# EXERCISE MATERIALS
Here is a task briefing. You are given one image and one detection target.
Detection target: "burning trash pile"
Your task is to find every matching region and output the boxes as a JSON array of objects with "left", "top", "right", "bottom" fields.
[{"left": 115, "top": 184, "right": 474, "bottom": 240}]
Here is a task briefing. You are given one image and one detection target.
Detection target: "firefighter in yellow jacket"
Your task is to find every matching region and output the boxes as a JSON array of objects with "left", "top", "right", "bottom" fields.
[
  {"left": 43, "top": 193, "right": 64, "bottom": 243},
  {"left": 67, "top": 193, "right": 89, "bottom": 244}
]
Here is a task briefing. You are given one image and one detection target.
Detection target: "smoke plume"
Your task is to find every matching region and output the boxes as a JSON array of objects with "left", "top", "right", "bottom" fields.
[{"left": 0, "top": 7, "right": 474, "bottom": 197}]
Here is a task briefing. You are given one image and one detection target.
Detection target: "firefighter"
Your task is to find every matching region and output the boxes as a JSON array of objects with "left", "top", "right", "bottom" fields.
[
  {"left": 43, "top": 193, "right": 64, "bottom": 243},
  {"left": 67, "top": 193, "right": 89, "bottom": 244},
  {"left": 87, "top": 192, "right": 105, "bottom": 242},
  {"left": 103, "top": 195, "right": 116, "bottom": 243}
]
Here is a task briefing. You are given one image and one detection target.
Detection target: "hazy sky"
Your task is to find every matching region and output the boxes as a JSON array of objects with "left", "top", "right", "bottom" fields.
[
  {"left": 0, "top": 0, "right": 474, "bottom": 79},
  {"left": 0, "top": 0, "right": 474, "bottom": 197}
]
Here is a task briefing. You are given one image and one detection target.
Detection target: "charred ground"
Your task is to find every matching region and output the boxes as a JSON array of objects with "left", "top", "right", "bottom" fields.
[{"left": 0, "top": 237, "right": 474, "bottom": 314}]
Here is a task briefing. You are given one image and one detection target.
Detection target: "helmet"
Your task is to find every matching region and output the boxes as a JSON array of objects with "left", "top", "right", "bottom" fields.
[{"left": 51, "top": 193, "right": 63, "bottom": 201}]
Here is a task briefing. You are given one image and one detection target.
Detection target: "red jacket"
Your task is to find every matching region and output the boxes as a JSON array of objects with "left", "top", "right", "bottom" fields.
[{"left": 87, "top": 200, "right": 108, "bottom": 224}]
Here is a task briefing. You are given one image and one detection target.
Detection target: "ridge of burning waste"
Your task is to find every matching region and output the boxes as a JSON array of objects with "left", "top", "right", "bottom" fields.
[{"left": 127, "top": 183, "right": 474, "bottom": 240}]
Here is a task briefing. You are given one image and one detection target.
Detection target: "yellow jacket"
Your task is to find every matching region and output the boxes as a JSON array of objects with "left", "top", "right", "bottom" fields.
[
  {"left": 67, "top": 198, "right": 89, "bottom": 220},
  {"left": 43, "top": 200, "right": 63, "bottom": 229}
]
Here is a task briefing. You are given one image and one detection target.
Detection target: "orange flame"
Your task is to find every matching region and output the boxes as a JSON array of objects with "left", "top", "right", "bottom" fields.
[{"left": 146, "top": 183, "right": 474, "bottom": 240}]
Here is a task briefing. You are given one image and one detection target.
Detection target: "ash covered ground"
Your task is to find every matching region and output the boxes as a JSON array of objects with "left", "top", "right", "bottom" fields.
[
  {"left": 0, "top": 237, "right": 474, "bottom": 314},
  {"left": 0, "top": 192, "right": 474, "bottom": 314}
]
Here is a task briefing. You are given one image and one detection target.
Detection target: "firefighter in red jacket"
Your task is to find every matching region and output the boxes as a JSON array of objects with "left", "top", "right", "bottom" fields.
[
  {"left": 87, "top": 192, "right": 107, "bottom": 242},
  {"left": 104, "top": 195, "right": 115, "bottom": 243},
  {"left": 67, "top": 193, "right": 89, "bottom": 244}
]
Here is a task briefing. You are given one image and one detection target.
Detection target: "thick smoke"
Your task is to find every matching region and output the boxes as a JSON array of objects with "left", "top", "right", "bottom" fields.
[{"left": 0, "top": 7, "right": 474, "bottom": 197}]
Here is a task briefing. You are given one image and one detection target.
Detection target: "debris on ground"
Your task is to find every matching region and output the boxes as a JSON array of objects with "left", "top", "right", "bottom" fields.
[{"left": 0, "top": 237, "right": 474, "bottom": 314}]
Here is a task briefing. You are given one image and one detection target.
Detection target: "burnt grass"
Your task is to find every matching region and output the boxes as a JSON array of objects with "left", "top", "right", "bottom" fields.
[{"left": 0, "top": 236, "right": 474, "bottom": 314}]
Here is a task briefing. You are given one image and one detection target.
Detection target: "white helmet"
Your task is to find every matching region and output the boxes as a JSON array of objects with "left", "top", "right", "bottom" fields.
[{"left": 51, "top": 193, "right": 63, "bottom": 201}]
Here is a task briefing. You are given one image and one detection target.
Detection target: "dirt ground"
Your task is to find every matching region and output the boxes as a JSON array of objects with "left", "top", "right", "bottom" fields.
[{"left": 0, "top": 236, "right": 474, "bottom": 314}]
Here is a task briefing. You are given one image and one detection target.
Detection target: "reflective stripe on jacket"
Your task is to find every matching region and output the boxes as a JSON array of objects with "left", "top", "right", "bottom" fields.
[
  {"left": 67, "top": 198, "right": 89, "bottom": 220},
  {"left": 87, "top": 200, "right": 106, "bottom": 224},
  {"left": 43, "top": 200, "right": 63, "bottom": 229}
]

# WHAT YOU WILL DO
Locate every line of the listing that contains the word "ground", and copy each such line.

# REPLY TO THE EXERCISE
Detection target: "charred ground"
Detection target: "ash covered ground"
Detection target: "debris on ground"
Detection target: "dirt ground"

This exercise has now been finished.